- **Given request**
Copy only what runs from the line containing "drawmask --target dense" through the end of the material below, line for line, with both ends included.

- **Data rows**
▼▼▼

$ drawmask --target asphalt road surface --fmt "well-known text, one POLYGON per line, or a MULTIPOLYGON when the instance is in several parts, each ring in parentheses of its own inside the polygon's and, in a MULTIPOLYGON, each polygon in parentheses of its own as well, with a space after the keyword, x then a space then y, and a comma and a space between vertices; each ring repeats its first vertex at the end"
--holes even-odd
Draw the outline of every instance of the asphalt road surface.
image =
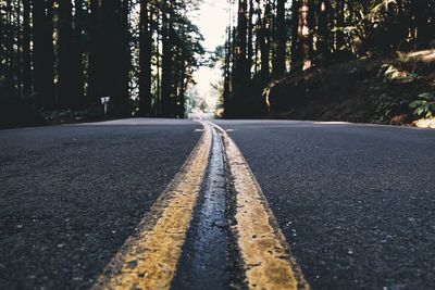
MULTIPOLYGON (((151 239, 150 229, 141 231, 147 224, 178 224, 172 215, 162 222, 164 212, 152 209, 169 206, 171 199, 162 198, 171 196, 167 186, 187 182, 186 168, 196 167, 183 164, 203 159, 191 155, 200 150, 209 154, 201 186, 188 190, 197 191, 195 207, 189 213, 181 205, 188 227, 170 232, 182 237, 179 253, 167 254, 176 265, 170 286, 260 288, 250 282, 249 272, 269 262, 249 264, 240 242, 244 227, 256 230, 258 220, 240 217, 237 198, 244 187, 231 166, 243 162, 232 163, 237 154, 227 152, 229 139, 257 179, 251 184, 264 205, 259 219, 263 213, 270 217, 277 234, 272 239, 283 234, 278 244, 290 251, 277 259, 291 261, 285 267, 299 287, 434 288, 435 131, 341 123, 214 123, 228 136, 210 124, 167 119, 0 131, 0 288, 113 286, 112 276, 111 283, 97 281, 114 256, 134 249, 130 237, 151 239), (158 214, 150 218, 149 213, 158 214)), ((258 240, 257 235, 249 238, 253 244, 258 240)), ((147 279, 148 273, 135 277, 147 279)))

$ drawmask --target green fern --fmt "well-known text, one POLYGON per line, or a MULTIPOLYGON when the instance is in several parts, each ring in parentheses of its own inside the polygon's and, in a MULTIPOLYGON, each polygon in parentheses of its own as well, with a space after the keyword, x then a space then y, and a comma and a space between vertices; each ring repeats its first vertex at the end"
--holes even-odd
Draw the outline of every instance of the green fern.
POLYGON ((431 92, 419 94, 417 101, 410 104, 418 117, 434 117, 435 116, 435 96, 431 92))

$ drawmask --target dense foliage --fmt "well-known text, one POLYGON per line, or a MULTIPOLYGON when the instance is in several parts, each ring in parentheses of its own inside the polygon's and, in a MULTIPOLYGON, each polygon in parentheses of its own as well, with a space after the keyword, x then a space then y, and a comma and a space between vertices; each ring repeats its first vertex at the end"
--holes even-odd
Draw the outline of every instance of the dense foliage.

▲▲▲

- **Reply**
$ drawmask --target dense foliage --fmt "well-known text, one POLYGON per line, or a MULTIPOLYGON when the instance is in several parts, each ring in parentheses of its own inside the polygon's and, in a MULTIPOLYGON, each polygon in parentheses of its own as well, with a space after the keyword, x then a space then y, and a comma and a space between vertices; each ring repeats its first vertex at the end"
--holes even-odd
Draw the outline of every instance of the dense foliage.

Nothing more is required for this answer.